══ Estratto ══
Da Mosca a Roma e ritorno in giornata. Sergej Viktorovic Lavrov vive così, tra aerei e summit. Consigliere sovietico all’Onu negli anni Ottanta, prima del crollo del Muro di Berlino, è dal 2004 ministro degli Esteri della Russia di Putin, del quale è uno degli uomini più fidati, nonché più conosciuti fuori dalla Grande Madre. Domani sarà in Italia, dove presenzierà, per la terza volta, al Forum Med, promosso dal Ministero degli Affari Esteri e dall’Ispi, l’Istituto per gli studi di politica internazionale. Prima di questo appuntamento, Lavrov ha concesso a Libero in esclusiva questa intervista. 
Quali argomenti tratterà nel Sergej Lavrov suo intervento al Forum Mediterraneo? 
«Mi lasci prima dire che grazie all’intenso lavoro svolto dagli organizzatori, in poco tempo il Forum si è affermato come autorevole e adeguata piattaforma di discussione dei problemi attuali dell’agenda internazionale rispetto alla regione mediterranea. Durante le due precedenti edizioni sono stati discussi temi legati alla sicurezza del Mediterraneo, alla composizione delle crisi e dei conflitti in Medio Oriente e in Nordafrica, al contrasto al terrorismo internazionale. Oggi la regione deve ancora affrontare numerose sfide. Intendo in particolare la permanente instabilità politica e socio-economica in alcuni paesi, la minaccia terroristica, la diffusione nella società di sentimenti radicali, la crescita incontrollata dei flussi migratori. 
Prevedo di riservare particolare attenzione a tali problemi, ma anche all’approccio russo per superarli. Intendo cioè ribadire che la Russia è disponibile alla collaborazione costruttiva con tutti gli attori nell’interesse della pace, della stabilità e della sicurezza nel Mediterraneo. Solo unendo le forze si potrà ottenere questo risultato». 
In una recente intervista al nostro quotidiano, l’ambasciatore della Russia in Italia, Sergej Razov ha sottolineato il grave danno che le sanzioni antirusse arrecano all’economia italiana e dell’Unione Europea. Lei cosa ne pensa? 
«Effettivamente le sanzioni danneggiano la collaborazione della Russia con la Ue e i suoi Stati membri. Per quanto ne so, anche l’ambasciatore italiano in Russia, Cesare Ragaglini, in una recente intervista al Corriere della Sera, ha rimarcato la questione». 
Chi paga il prezzo più alto?
═══
══ Materiale fornito ══
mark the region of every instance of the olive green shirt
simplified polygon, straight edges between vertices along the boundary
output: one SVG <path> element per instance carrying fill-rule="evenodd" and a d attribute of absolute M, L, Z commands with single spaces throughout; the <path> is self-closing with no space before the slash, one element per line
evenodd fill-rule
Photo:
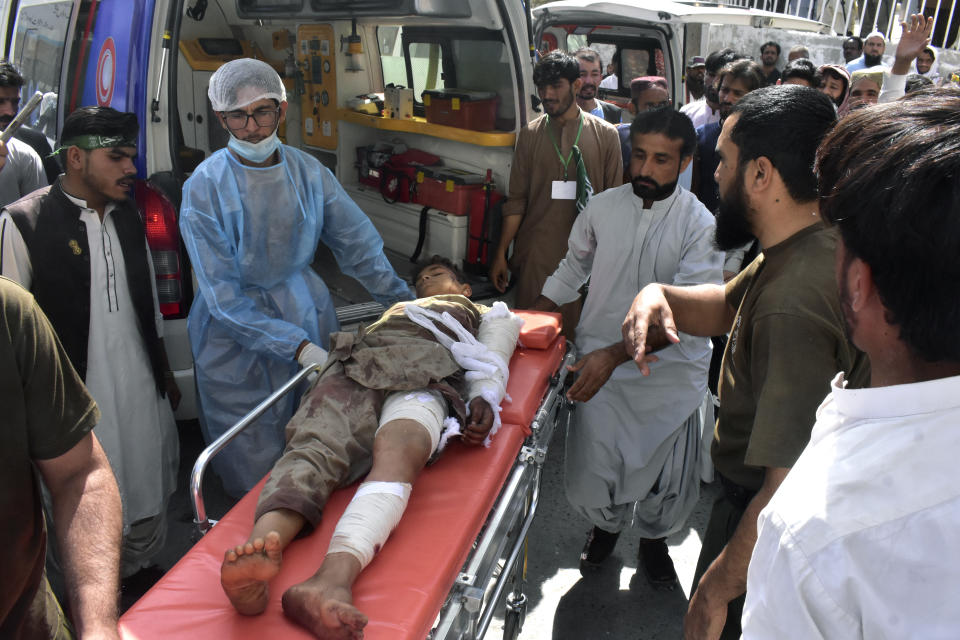
<path fill-rule="evenodd" d="M 727 283 L 737 309 L 723 354 L 711 448 L 723 476 L 748 489 L 764 467 L 792 467 L 810 439 L 830 380 L 869 381 L 866 355 L 847 339 L 834 276 L 833 231 L 815 224 L 766 249 Z"/>
<path fill-rule="evenodd" d="M 33 296 L 2 277 L 0 314 L 0 638 L 51 638 L 62 620 L 32 461 L 67 453 L 100 413 Z"/>

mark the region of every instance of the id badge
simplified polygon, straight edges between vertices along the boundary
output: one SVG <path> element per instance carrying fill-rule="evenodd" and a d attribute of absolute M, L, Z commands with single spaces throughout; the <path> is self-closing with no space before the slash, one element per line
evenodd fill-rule
<path fill-rule="evenodd" d="M 554 180 L 551 190 L 551 197 L 554 200 L 576 200 L 577 199 L 577 181 L 576 180 Z"/>

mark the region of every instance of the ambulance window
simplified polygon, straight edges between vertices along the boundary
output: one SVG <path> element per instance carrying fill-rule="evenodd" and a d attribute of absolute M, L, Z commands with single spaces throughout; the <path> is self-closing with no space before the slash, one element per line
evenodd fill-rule
<path fill-rule="evenodd" d="M 21 90 L 23 101 L 26 102 L 35 91 L 47 94 L 40 108 L 33 112 L 30 125 L 52 139 L 57 135 L 57 94 L 60 93 L 61 60 L 72 6 L 73 2 L 69 0 L 23 3 L 17 12 L 13 36 L 13 62 L 26 81 Z"/>
<path fill-rule="evenodd" d="M 453 67 L 449 42 L 435 35 L 404 32 L 403 27 L 377 28 L 383 84 L 413 89 L 420 102 L 427 89 L 443 89 L 452 77 Z"/>
<path fill-rule="evenodd" d="M 413 95 L 418 102 L 427 89 L 444 88 L 444 55 L 439 42 L 411 42 L 409 52 Z"/>
<path fill-rule="evenodd" d="M 624 78 L 638 78 L 640 76 L 659 75 L 650 73 L 650 52 L 646 49 L 622 49 L 620 51 L 620 68 Z"/>

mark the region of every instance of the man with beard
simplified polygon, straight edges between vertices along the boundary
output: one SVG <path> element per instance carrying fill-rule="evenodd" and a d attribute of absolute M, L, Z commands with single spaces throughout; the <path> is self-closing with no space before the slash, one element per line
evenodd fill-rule
<path fill-rule="evenodd" d="M 820 93 L 833 100 L 837 115 L 841 118 L 847 113 L 847 100 L 850 96 L 850 72 L 839 64 L 825 64 L 817 70 L 820 77 Z"/>
<path fill-rule="evenodd" d="M 580 63 L 580 91 L 577 92 L 577 105 L 587 113 L 603 118 L 610 124 L 619 124 L 622 109 L 615 104 L 597 100 L 597 87 L 603 80 L 603 64 L 600 54 L 583 47 L 574 52 L 573 57 Z"/>
<path fill-rule="evenodd" d="M 720 120 L 720 96 L 717 94 L 717 74 L 725 65 L 742 58 L 733 49 L 721 49 L 707 56 L 703 74 L 703 97 L 683 105 L 680 113 L 690 118 L 694 129 Z"/>
<path fill-rule="evenodd" d="M 863 53 L 863 40 L 860 36 L 850 36 L 843 41 L 843 62 L 853 62 Z"/>
<path fill-rule="evenodd" d="M 853 73 L 857 69 L 869 69 L 883 64 L 883 52 L 886 48 L 887 41 L 883 34 L 874 31 L 863 41 L 863 54 L 847 63 L 847 71 Z"/>
<path fill-rule="evenodd" d="M 852 114 L 820 146 L 847 333 L 873 366 L 866 389 L 833 379 L 760 514 L 744 638 L 960 628 L 958 113 L 960 92 L 927 91 Z"/>
<path fill-rule="evenodd" d="M 703 538 L 688 639 L 739 637 L 757 515 L 806 445 L 830 379 L 844 371 L 857 386 L 868 375 L 843 330 L 836 237 L 820 220 L 812 170 L 835 122 L 830 99 L 806 87 L 766 87 L 737 103 L 718 143 L 716 242 L 726 249 L 755 237 L 763 253 L 725 286 L 649 285 L 623 323 L 644 373 L 655 373 L 650 353 L 679 332 L 730 332 L 711 448 L 724 491 Z"/>
<path fill-rule="evenodd" d="M 571 367 L 579 375 L 567 394 L 582 403 L 567 434 L 567 498 L 593 524 L 580 571 L 598 567 L 632 522 L 643 536 L 638 566 L 654 587 L 672 589 L 677 575 L 665 538 L 699 495 L 710 341 L 684 336 L 658 354 L 657 375 L 643 379 L 621 366 L 630 358 L 620 324 L 651 282 L 719 284 L 722 254 L 712 244 L 713 216 L 677 186 L 694 150 L 689 118 L 672 109 L 641 112 L 630 134 L 632 184 L 590 201 L 534 308 L 577 300 L 590 281 L 577 326 L 583 357 Z"/>
<path fill-rule="evenodd" d="M 780 60 L 780 45 L 773 40 L 763 43 L 760 47 L 760 61 L 763 63 L 764 86 L 777 84 L 777 80 L 780 79 L 780 71 L 777 69 L 778 60 Z"/>
<path fill-rule="evenodd" d="M 717 183 L 713 179 L 713 173 L 719 163 L 716 147 L 720 126 L 730 115 L 733 105 L 743 96 L 763 86 L 763 68 L 753 60 L 731 62 L 721 69 L 717 84 L 720 120 L 697 129 L 697 156 L 693 170 L 693 193 L 710 211 L 717 209 Z"/>
<path fill-rule="evenodd" d="M 573 221 L 590 195 L 623 182 L 616 127 L 584 113 L 575 100 L 582 83 L 576 58 L 550 52 L 534 67 L 533 82 L 546 113 L 517 135 L 500 242 L 490 265 L 490 280 L 501 292 L 513 271 L 519 309 L 533 304 L 556 270 Z M 560 311 L 564 334 L 572 338 L 580 305 L 567 304 Z"/>
<path fill-rule="evenodd" d="M 23 76 L 6 60 L 0 60 L 0 131 L 20 110 Z M 47 153 L 49 153 L 49 145 Z M 0 206 L 46 187 L 43 163 L 33 147 L 16 138 L 0 142 Z"/>
<path fill-rule="evenodd" d="M 687 95 L 689 98 L 692 98 L 690 102 L 697 102 L 703 99 L 703 77 L 706 69 L 706 62 L 700 56 L 693 56 L 687 61 L 687 73 L 684 77 L 684 83 L 687 87 Z"/>
<path fill-rule="evenodd" d="M 798 84 L 801 87 L 817 88 L 817 68 L 807 58 L 797 58 L 787 63 L 777 84 Z"/>
<path fill-rule="evenodd" d="M 180 391 L 144 222 L 130 200 L 138 130 L 132 113 L 74 111 L 58 149 L 64 174 L 0 214 L 0 273 L 36 297 L 100 407 L 94 433 L 123 499 L 124 577 L 163 546 L 179 458 L 171 405 Z"/>

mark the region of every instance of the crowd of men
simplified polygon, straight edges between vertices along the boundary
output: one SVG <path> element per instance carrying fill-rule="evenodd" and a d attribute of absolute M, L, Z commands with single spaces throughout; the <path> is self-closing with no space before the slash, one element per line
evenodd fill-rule
<path fill-rule="evenodd" d="M 676 588 L 666 538 L 702 480 L 721 486 L 687 638 L 960 625 L 960 90 L 908 77 L 939 84 L 931 29 L 904 24 L 890 68 L 882 34 L 844 41 L 846 66 L 798 46 L 781 69 L 776 42 L 758 59 L 694 57 L 679 110 L 659 76 L 606 84 L 629 86 L 627 108 L 600 99 L 588 48 L 535 65 L 544 113 L 517 137 L 489 277 L 517 308 L 560 311 L 580 354 L 565 489 L 592 526 L 585 577 L 635 527 L 643 575 Z M 0 125 L 23 84 L 0 64 Z M 271 472 L 221 582 L 239 613 L 261 613 L 285 546 L 363 479 L 316 574 L 283 597 L 318 637 L 359 638 L 352 585 L 419 471 L 451 435 L 476 445 L 499 426 L 518 321 L 472 302 L 440 257 L 411 292 L 333 174 L 280 142 L 286 92 L 269 65 L 227 63 L 208 95 L 229 144 L 186 182 L 180 213 L 204 436 L 320 368 L 299 409 L 277 405 L 218 458 L 237 495 Z M 132 114 L 78 109 L 52 184 L 41 141 L 0 143 L 4 638 L 116 638 L 119 577 L 165 537 L 179 390 L 129 198 L 137 133 Z M 389 307 L 361 334 L 337 332 L 310 268 L 321 241 Z"/>

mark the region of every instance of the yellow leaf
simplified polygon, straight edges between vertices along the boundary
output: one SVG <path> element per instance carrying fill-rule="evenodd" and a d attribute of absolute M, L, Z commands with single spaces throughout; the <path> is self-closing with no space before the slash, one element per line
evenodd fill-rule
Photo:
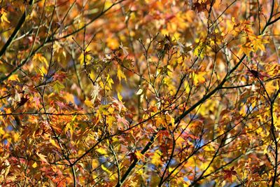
═══
## Compiti da svolgere:
1. Secondo l'intervista a Lavrov, da quale anno egli è ministro degli Esteri della Russia?
2. Riproduci fedelmente, dall'intervista a Lavrov, tutto ciò che va da "In una recente intervista al nostro" fino a "prezzo più alto?".
3. Riprendi l'intervista a Lavrov dal punto in cui si interrompe.
Le voci non servono per svolgere i compiti.

## Risposte per compito:
1. Dal 2004.

2.
In una recente intervista al nostro quotidiano, l’ambasciatore della Russia in Italia, Sergej Razov ha sottolineato il grave danno che le sanzioni antirusse arrecano all’economia italiana e dell’Unione Europea. Lei cosa ne pensa? 
«Effettivamente le sanzioni danneggiano la collaborazione della Russia con la Ue e i suoi Stati membri. Per quanto ne so, anche l’ambasciatore italiano in Russia, Cesare Ragaglini, in una recente intervista al Corriere della Sera, ha rimarcato la questione». 
Chi paga il prezzo più alto?

3.
«Oggi è evidente che le sanzioni imposte dai burocrati di Bruxelles, su indicazione di Washington, hanno colpito come un boomerang i produttori europei, i quali hanno perso alcune posizioni sul mercato russo e continuano a sopportare perdite rilevanti, mentre l’America non ha subito danni, in quanto il suo interscambio commerciale con la Russia ha numeri infinitesimali. Si verifica dunque che l’establishment americano persegue i propri obiettivi antirussi a discapito degli europei e per mano degli europei stessi. Vi propongo di riflettere su questo. Di recente ho avuto la possibilità di incontrare i rappresentanti di società straniere che operano nel nostro Paese. La loro posizione è univoca: le restrizioni e l’ingerenza della politica nella vita economica non sono utili al business». 
Quando pensa che Bruxelles ritirerà le sanzioni? 
«La domanda va posta non a Mosca, ma a Bruxelles. Speriamo che nelle strutture della Ue qualcuno trovi la forza di rifiutare l’approccio alla politica russa secondo il principio del “minimo comun denominatore” e smetta di farsi portare al guinzaglio da un piccolo ma agguerrito gruppo di russofobi all’interno della Ue. Per parte nostra, svilupperemo la collaborazione ai ritmi per i quali i partner europei sono pronti». 
L’Occidente sarebbe riuscito a sconfiggere l’ISIS in Siria senza l’aiuto delle Forze Spaziali Russe?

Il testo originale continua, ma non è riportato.